## REQUIRED TASK
Write out the listing below again, precisely as it is given.

----- AVAILABLE RECORDS -----

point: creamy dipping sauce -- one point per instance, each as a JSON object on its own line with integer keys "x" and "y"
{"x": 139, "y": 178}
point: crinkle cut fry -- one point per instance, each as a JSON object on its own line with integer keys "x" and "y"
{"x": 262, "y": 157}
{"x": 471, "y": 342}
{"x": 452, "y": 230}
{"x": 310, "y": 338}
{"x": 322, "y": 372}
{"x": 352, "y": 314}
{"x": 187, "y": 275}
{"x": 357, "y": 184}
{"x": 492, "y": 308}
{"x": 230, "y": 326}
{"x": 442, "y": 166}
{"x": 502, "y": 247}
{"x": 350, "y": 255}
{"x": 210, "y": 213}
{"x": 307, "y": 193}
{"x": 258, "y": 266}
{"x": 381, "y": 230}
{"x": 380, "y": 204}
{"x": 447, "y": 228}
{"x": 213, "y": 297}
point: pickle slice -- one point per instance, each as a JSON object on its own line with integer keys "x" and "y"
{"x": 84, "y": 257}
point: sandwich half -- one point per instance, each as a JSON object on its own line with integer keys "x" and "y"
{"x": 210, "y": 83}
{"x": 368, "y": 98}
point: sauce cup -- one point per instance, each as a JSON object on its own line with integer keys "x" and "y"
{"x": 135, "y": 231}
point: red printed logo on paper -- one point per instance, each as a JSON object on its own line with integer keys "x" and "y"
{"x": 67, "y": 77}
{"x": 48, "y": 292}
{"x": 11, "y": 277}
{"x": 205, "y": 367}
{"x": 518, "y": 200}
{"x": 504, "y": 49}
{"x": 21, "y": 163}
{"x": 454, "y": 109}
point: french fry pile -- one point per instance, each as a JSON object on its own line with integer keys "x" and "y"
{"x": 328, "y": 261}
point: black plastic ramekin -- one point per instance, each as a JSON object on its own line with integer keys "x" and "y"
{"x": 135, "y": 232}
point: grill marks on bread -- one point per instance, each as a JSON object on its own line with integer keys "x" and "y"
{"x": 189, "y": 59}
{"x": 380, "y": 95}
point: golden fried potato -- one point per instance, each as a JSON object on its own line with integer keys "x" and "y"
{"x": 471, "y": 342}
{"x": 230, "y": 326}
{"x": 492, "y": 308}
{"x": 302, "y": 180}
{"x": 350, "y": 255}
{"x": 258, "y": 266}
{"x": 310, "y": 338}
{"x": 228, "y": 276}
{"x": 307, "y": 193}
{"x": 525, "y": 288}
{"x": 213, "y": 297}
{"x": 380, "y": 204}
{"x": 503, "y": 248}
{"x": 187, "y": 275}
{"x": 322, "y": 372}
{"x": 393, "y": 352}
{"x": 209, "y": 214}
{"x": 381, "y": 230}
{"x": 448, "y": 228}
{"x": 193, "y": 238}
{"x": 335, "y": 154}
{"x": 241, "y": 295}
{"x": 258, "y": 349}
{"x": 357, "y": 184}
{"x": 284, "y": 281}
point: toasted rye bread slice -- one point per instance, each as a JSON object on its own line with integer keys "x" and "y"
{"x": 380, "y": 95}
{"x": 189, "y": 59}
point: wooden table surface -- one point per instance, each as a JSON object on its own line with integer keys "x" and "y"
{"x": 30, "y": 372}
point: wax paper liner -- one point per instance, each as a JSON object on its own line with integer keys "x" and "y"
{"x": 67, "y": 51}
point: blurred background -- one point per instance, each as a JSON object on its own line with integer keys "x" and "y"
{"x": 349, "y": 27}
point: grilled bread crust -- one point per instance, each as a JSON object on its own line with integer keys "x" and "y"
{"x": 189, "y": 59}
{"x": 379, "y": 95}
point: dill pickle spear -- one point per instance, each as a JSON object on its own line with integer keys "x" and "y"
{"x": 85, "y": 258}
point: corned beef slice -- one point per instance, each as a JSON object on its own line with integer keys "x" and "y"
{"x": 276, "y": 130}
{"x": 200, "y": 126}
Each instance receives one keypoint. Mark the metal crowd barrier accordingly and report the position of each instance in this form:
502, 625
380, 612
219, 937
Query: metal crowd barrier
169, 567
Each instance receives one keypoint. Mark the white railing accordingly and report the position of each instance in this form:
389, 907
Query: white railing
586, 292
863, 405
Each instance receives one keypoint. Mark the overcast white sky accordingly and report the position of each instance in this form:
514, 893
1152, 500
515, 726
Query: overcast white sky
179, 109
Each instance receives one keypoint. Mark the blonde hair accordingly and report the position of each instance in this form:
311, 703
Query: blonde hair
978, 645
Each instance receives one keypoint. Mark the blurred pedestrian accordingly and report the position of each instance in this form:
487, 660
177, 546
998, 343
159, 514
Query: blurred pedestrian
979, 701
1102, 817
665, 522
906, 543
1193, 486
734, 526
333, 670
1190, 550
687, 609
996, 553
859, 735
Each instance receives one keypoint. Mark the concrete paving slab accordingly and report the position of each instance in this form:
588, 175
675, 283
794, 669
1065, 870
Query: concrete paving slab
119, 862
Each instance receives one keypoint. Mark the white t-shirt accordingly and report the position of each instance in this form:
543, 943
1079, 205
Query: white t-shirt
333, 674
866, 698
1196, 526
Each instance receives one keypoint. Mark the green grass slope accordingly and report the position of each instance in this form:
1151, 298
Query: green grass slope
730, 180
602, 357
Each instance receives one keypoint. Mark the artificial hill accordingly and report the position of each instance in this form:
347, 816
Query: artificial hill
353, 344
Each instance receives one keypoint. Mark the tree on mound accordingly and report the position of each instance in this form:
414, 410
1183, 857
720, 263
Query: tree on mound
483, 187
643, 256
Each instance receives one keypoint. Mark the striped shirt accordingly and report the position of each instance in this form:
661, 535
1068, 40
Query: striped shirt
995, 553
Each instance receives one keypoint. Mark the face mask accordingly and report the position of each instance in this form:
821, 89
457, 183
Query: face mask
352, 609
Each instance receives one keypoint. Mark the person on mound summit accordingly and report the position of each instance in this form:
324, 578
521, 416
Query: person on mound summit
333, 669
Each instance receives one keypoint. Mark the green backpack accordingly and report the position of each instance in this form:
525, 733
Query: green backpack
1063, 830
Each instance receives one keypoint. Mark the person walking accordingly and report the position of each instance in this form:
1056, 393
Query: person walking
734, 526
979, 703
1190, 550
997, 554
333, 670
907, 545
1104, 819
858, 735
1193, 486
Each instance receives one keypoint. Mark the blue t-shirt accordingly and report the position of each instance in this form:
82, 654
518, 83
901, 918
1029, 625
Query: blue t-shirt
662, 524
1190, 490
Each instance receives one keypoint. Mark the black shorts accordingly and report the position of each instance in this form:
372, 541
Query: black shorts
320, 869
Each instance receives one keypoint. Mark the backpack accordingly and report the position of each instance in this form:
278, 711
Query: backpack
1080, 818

-----

## ANSWER
point: creamy dipping sauce -- one point per instance, each as a JSON object on its own line with integer keys "x" and "y"
{"x": 139, "y": 178}
point: crinkle cut fry -- one point per instance, each as a JSON object on its own line with integer keys "x" and "y"
{"x": 262, "y": 157}
{"x": 471, "y": 342}
{"x": 452, "y": 230}
{"x": 310, "y": 338}
{"x": 322, "y": 372}
{"x": 352, "y": 314}
{"x": 187, "y": 275}
{"x": 357, "y": 184}
{"x": 492, "y": 308}
{"x": 230, "y": 326}
{"x": 442, "y": 166}
{"x": 502, "y": 247}
{"x": 350, "y": 255}
{"x": 210, "y": 213}
{"x": 307, "y": 193}
{"x": 258, "y": 266}
{"x": 381, "y": 230}
{"x": 380, "y": 204}
{"x": 447, "y": 228}
{"x": 213, "y": 297}
point: pickle slice -- one point per instance, each as a JSON object on its own line with integer keys "x" and "y"
{"x": 84, "y": 257}
point: sandwich half -- one point per instance, each as a JSON object on its own line with integer keys "x" and "y"
{"x": 210, "y": 83}
{"x": 368, "y": 98}
point: sauce cup -- one point per instance, each as a JSON object on its own line with integer keys "x" and "y"
{"x": 135, "y": 231}
point: red printed logo on paper -- one point per instance, each as a JSON object on its own line with integer keys "x" and "y"
{"x": 67, "y": 77}
{"x": 48, "y": 292}
{"x": 11, "y": 277}
{"x": 205, "y": 367}
{"x": 518, "y": 200}
{"x": 504, "y": 49}
{"x": 21, "y": 163}
{"x": 454, "y": 109}
point: french fry pile -- one point per instance, each as a JSON object on its own line with integer keys "x" and "y"
{"x": 328, "y": 261}
point: black plastic ramekin -- one point per instance, each as a JSON object on its own line with integer keys "x" and "y"
{"x": 135, "y": 232}
point: grill marks on bread -- one point per instance, each as a JSON object on its own line with integer keys "x" and "y"
{"x": 189, "y": 59}
{"x": 380, "y": 95}
point: golden fried potato -- one point per instance, each as a JSON object on its own line with integer keys "x" and "y"
{"x": 471, "y": 342}
{"x": 230, "y": 326}
{"x": 492, "y": 308}
{"x": 302, "y": 180}
{"x": 350, "y": 255}
{"x": 258, "y": 266}
{"x": 310, "y": 338}
{"x": 228, "y": 276}
{"x": 307, "y": 193}
{"x": 525, "y": 288}
{"x": 213, "y": 297}
{"x": 380, "y": 204}
{"x": 503, "y": 248}
{"x": 187, "y": 275}
{"x": 322, "y": 372}
{"x": 393, "y": 352}
{"x": 209, "y": 214}
{"x": 381, "y": 230}
{"x": 448, "y": 228}
{"x": 193, "y": 238}
{"x": 335, "y": 154}
{"x": 241, "y": 295}
{"x": 258, "y": 349}
{"x": 357, "y": 184}
{"x": 284, "y": 281}
point: toasted rye bread slice -- one point per instance, each as a JSON object on its own line with integer keys "x" and "y"
{"x": 380, "y": 95}
{"x": 189, "y": 59}
point: wooden table surface -- one point per instance, each as a JSON object on its own line with integer keys "x" and "y"
{"x": 30, "y": 372}
point: wax paper liner -- one point per instance, each as a JSON object on its own line with integer keys "x" and "y"
{"x": 67, "y": 51}
point: blurred background -- one point per instance, each as a JSON object on its own line with integer keys "x" and "y"
{"x": 349, "y": 27}
point: grilled bread crust -- one point per instance, each as a JSON object on its own line with integer keys "x" and "y"
{"x": 189, "y": 59}
{"x": 379, "y": 95}
point: dill pickle spear -- one point per instance, each as a JSON object on its own line with integer keys "x" and "y"
{"x": 85, "y": 258}
point: corned beef slice -- one point per instance, each as a JSON object on its own line with integer keys "x" and "y"
{"x": 276, "y": 130}
{"x": 200, "y": 126}
Each instance receives one keypoint. Mark the metal crowd barrier accordingly and report the position of each instance in this form:
502, 625
380, 612
219, 937
Query: metal crowd barrier
169, 567
Each instance receives one keypoint. Mark the white railing accordingly and report the position of each instance in this form:
389, 907
Query: white railing
586, 292
863, 405
Each instance receives one keypoint. Mark the overcast white sky accordingly and report the position of each instance in this form:
514, 893
1152, 500
515, 726
Query: overcast white sky
179, 109
Each instance receives one keypoint. Mark the blonde hair accordingly and report the position of each instance in this form:
311, 703
Query: blonde hair
978, 645
Each instance receives one keypoint. Mark the blurred pedestrian accordingly and report the position of each instance in this form:
487, 660
177, 546
998, 343
159, 514
Query: blurred pedestrian
979, 701
1102, 817
665, 522
906, 543
1193, 486
734, 526
333, 670
1190, 550
687, 609
996, 553
859, 735
Each instance receives one keypoint. Mark the concrete paving slab accordingly and report the position of each instance in this form:
588, 175
675, 283
794, 669
1065, 870
Query: concrete paving slab
119, 862
Each instance receives one keypoint. Mark the white t-shirt accordingly and report the position of each instance in this form:
543, 943
1079, 205
Query: white t-shirt
333, 674
866, 698
1196, 526
Each instance receives one keypoint. Mark the green grass slope accordingly and report the position of each instance in this form:
1151, 298
Query: green grass slope
730, 180
602, 357
Each instance receives one keypoint. Mark the artificial hill accordingly and report the position of each instance in this form:
347, 816
Query: artificial hill
353, 344
Each instance receives one keypoint. Mark the tree on mound accordingly and report the position of each instance in this form:
414, 410
1183, 857
720, 263
Query: tree on mound
483, 187
643, 256
Each instance receives one keypoint. Mark the striped shirt accordingly and report the position of each instance in this form:
661, 535
1068, 40
Query: striped shirt
995, 553
Each instance receives one keypoint. Mark the face mask accordingly and report the position of each instance in this form:
821, 89
457, 183
Query: face mask
352, 609
Each instance receives one keypoint. Mark the person on mound summit accordingly and report the position of each instance in this form:
324, 578
521, 416
Query: person on mound summit
333, 669
Each instance receives one keypoint. Mark the green backpack accordingly and report the position of each instance in this form:
525, 733
Query: green backpack
1063, 830
Each instance receives one keypoint. Mark the person walking accordingly and report the position of each instance in this form:
1056, 393
Query: person walking
734, 526
979, 703
1190, 550
997, 554
333, 670
907, 545
1104, 819
858, 735
1193, 486
Each instance receives one keypoint. Mark the blue t-shirt accordingly and report the position of each instance in this form:
82, 654
518, 83
901, 918
1029, 625
Query: blue t-shirt
662, 524
1190, 490
Each instance receives one keypoint. Mark the black shorts accordingly and report the position of each instance in this form:
372, 541
Query: black shorts
320, 869
Each instance receives one keypoint. Mark the backpack accordingly and report the position of each instance in this form:
278, 711
Query: backpack
1080, 818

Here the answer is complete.